**Jobs:**
**a.** According to the space elevator posts, once the cable has the optimal thickness, what is determined?
**b.** Please write the next part of the space elevator posts, following on from their final sentence.

**Selected excerpt:**
------------------------------------------------------------

## Sunday, May 29, 2016

### Space Elevator Calculations

In this post we use the equations derived in the previous posts and allow the user to plug in some numbers.
In particular, when a cable thickness has been chosen to have the optimal thickness, we determine the mass of satellite required to achieve the given tension at the earth's surface.
We also work out the total mass of the cable.

 Inputs Cable Specific Strength M Yuri Safety factor - Tension at earth's surface Newtons Satellite height above earth km Outputs Total Cable mass - kg Satellite Mass - kg Tension at Satellite - Newtons

## Saturday, May 7, 2016

### Lifting a cable above the equator

Suppose you were at the equator and decided to hold a cable at some height above the earth's surface. The cable dangles vertically down below, touching the earth, but it is not anchored there. As you go higher and higher, you would stay above the same point on the earth. I.e. the top of the cable would be geostationary as the earth spins.

------------------------------------------------------------

**Data lines:**
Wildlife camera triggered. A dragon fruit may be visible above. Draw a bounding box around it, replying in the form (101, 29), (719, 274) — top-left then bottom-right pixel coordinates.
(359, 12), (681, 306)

------------------------------------------------------------

**Response list:**
**a.** The mass of satellite needed to achieve the given tension at the earth's surface.

**b.**
If the cable were not made of a very strong material then as you tried to go higher, it would eventually break.
It turns out that if you have a cable of specific strength 48.5 M Yuri, then you'd be able to reach all the way up to a geo-stationary satellite (35,797km up).
If you reach that height, then you'll be able to go on out to about 143,937 km without requiring a stronger cable.
Something a tad surprising ( to me at least) happens 143,937 km up. You will no longer need to hold the top end. The tension at both the top and the bottom will be zero. The maximum tension will be at the height of a geostationary satellite orbit.
A cable that long, will be able to support itself. The gravitational attraction is exactly the required centrifical force to maintain a circular orbit.
If you then attempted to use a longer cable and go higher, the cable would lift off the ground. In other words the net force would be upwards. So if you want to go out further, then you'd need to anchor one end to the surface of the earth.

I've made lots of statement there, now lets start to justify some of that mathematically.
This post is a follow on from the previous one: Polar Escape Strength Threshold .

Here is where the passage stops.